**Soal 1**
Sebutkan semua bilangan yang ditulis dengan angka, termasuk nomor urut, dalam penggalan teks tentang pengalihan hutang di bawah ini, sesuai urutan kemunculannya.
----- Penggalan teks
PENGALIHAN HUTANG DARI DEBITUR LAMA KEPADA DEBITUR BARU



A.   PENDAHULUAN

      Dalam KUH Perdata, secara umum dikenal 2 macam cara untuk melakukan pengalihan suatu hutang dari debitur lama kepada debitur baru, yaitu :
1.    Pengalihan Hutang melalui cara Delegasi (pemindahan)
      Delegasi adalah cara pemindahan hutang dari debitur lama kepada debitur baru yang ditegaskan dalam suatu akta delegasi, namun pihak debitur lama masih terikat untuk menjamin pelunasan utang yang dialihkan kepada debitur baru tersebut. Sedangkan dari pihak kreditur tidak secara tegas menyatakan membebaskan pihak debitur lama dari kewajiban pembayaran hutang yang dialihkan tersebut. Pasal 1417 KUH Perdata :
Delegasi atau pemindahan, dengan mana seorang berutang memberikan kepada orang yang mengutangkan padanya seorang berutang baru mengikatkan dirinya kepada si berpiutang, tidak menerbitkan suatu pembaharuan utang, jika si berpiutang tidak secara tegas menyatakan bahwa ia bermaksud membebaskan orang berutang yang melakukan pemindahan itu, dari perikatannya.
----------
----- Catatan tersedia
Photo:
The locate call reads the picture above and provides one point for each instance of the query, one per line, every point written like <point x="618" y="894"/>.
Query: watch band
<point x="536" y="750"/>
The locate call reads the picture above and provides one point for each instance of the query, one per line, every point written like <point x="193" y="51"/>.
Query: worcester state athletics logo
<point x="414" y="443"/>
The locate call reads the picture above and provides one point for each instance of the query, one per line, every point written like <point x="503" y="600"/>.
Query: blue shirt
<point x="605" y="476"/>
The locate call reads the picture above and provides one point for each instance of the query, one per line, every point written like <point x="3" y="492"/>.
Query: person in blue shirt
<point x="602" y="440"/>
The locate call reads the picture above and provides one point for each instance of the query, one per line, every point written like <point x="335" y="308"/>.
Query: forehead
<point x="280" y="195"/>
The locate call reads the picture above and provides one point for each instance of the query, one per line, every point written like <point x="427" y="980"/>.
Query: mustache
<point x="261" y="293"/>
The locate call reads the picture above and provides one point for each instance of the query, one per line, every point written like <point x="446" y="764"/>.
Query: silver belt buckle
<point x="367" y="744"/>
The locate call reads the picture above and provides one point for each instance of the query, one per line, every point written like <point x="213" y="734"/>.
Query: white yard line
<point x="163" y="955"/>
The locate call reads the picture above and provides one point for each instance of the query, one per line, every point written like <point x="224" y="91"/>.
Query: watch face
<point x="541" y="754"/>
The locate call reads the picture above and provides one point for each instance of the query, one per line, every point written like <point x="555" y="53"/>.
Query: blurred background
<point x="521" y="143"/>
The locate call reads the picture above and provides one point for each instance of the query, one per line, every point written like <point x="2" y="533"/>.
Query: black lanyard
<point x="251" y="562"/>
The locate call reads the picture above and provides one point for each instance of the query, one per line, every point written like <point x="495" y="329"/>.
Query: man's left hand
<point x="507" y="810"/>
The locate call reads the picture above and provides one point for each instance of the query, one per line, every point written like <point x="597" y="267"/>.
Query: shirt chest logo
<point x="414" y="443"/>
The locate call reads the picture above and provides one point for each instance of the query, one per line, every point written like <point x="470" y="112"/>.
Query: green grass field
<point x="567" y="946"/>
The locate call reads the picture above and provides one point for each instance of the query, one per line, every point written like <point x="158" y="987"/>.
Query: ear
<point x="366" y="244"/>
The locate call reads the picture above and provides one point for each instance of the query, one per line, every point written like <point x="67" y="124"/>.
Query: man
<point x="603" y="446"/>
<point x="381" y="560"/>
----------
----- Catatan tersedia
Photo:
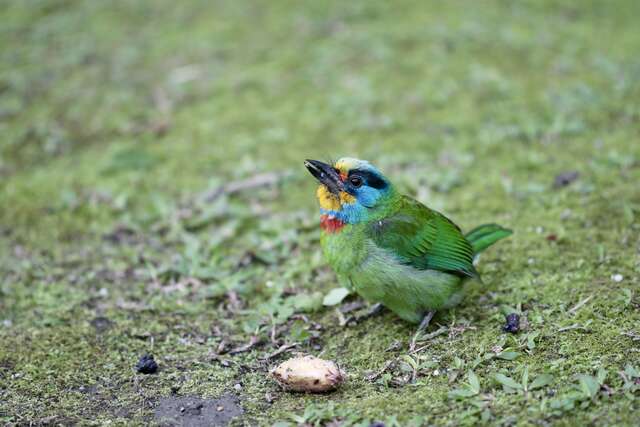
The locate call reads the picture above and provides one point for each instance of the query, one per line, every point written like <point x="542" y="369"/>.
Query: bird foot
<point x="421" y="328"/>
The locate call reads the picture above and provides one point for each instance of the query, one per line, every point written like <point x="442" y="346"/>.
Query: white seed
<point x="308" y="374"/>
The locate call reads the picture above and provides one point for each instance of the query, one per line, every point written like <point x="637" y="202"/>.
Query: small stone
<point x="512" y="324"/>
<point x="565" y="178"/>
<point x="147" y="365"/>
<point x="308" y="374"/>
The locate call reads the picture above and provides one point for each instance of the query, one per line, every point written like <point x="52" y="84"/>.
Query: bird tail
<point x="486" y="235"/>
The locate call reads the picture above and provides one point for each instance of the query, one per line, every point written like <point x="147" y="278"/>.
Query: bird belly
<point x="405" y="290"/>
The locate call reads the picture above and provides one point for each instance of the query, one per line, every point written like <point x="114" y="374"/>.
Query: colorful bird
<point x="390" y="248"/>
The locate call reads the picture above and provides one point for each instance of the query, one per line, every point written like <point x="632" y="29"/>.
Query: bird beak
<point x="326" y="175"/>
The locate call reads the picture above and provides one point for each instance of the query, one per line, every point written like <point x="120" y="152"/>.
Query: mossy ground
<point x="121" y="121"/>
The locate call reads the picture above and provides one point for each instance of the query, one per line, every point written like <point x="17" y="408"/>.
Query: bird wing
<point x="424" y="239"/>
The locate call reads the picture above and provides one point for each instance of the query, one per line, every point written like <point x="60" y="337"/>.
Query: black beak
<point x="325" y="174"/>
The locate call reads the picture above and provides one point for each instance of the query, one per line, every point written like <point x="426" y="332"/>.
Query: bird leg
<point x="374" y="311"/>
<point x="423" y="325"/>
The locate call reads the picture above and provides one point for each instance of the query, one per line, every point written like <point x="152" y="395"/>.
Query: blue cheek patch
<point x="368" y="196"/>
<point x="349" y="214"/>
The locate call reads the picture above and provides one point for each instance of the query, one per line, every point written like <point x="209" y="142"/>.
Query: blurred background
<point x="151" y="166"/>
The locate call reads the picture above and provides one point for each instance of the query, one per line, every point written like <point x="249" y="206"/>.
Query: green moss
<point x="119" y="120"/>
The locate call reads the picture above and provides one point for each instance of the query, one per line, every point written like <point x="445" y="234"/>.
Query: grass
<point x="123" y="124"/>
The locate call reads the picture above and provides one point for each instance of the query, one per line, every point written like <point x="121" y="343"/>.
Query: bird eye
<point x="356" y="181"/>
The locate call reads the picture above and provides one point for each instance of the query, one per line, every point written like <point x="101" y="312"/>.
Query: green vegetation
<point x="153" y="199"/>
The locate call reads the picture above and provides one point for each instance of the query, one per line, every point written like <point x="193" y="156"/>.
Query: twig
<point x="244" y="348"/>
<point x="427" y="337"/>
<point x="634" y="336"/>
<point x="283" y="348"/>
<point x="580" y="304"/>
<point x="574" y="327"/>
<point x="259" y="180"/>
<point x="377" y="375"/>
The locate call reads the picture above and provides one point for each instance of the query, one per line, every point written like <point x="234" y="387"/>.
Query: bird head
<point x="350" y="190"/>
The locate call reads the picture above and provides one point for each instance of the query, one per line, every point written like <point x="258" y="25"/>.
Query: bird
----------
**Soal 2**
Daftarkan setiap baris catatan di atas yang memuat kata "grass".

**Jawaban benar 1**
2, 1, 1417

**Jawaban benar 2**
Query: green grass field
Query: grass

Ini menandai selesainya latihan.